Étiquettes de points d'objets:
******************************

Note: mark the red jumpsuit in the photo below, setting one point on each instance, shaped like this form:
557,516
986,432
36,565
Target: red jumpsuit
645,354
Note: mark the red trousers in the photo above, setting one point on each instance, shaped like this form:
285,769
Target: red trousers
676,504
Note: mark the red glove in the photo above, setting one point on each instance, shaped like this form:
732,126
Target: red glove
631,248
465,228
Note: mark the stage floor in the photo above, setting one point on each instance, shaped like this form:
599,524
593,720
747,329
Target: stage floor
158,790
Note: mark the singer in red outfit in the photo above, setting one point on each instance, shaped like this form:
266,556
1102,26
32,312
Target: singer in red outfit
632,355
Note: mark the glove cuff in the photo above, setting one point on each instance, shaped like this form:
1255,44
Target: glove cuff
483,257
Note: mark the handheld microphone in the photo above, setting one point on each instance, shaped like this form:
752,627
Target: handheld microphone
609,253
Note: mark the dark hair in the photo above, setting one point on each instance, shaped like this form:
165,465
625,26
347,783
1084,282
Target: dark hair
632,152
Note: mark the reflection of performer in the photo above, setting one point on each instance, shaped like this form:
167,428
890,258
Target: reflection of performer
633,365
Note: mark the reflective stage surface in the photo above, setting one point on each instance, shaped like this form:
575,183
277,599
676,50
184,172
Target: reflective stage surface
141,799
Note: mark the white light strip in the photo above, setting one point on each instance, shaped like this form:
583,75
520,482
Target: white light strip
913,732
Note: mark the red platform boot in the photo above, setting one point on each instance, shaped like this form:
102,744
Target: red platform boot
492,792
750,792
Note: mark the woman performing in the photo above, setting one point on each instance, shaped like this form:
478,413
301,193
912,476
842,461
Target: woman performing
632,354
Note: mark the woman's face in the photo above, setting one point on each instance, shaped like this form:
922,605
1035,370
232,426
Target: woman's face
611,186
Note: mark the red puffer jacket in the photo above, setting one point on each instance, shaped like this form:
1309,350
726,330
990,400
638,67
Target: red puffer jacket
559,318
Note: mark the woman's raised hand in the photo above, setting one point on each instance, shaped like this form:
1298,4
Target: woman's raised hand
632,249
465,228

******************************

Objectif de la tâche:
Transcrivez fidèlement la partie des données qui s'ouvre sur la ligne contenant « Note: mark the glove » et se poursuit jusqu'à la fin des données, ces deux limites comprises.

Résultat obtenu:
Note: mark the glove cuff in the photo above, setting one point on each instance, shaped like this form:
1255,44
Target: glove cuff
483,257
Note: mark the handheld microphone in the photo above, setting one point on each instance, shaped like this form:
752,627
Target: handheld microphone
609,253
Note: mark the dark hair in the photo above, setting one point on each instance, shaped like this form:
165,465
625,26
347,783
1084,282
Target: dark hair
632,152
Note: mark the reflection of performer in the photo above, setting one point on each instance, shaped like this form:
167,428
890,258
Target: reflection of performer
633,365
Note: mark the reflective stage surface in the photo above, setting one point on each instance, shaped like this form:
575,183
277,599
676,50
184,172
Target: reflective stage surface
141,799
Note: mark the white light strip in the photo above, setting one point on each instance, shaped like this form:
583,75
520,482
Target: white light strip
913,732
Note: mark the red platform boot in the photo above, setting one point on each instance, shaped like this form:
102,744
Target: red platform boot
492,792
750,792
Note: mark the woman performing in the photo above, setting one point on each instance, shaped like this form:
478,413
301,193
912,476
842,461
Target: woman performing
632,354
Note: mark the woman's face in the photo above, setting one point on each instance, shaped like this form:
922,605
1035,370
232,426
Target: woman's face
611,186
Note: mark the red puffer jacket in the photo above, setting one point on each instance, shaped like this form:
1309,350
726,330
990,400
638,67
Target: red puffer jacket
559,318
Note: mark the woman's raised hand in the photo above, setting one point on each instance, shaped like this form:
1298,4
Target: woman's raised hand
632,249
465,228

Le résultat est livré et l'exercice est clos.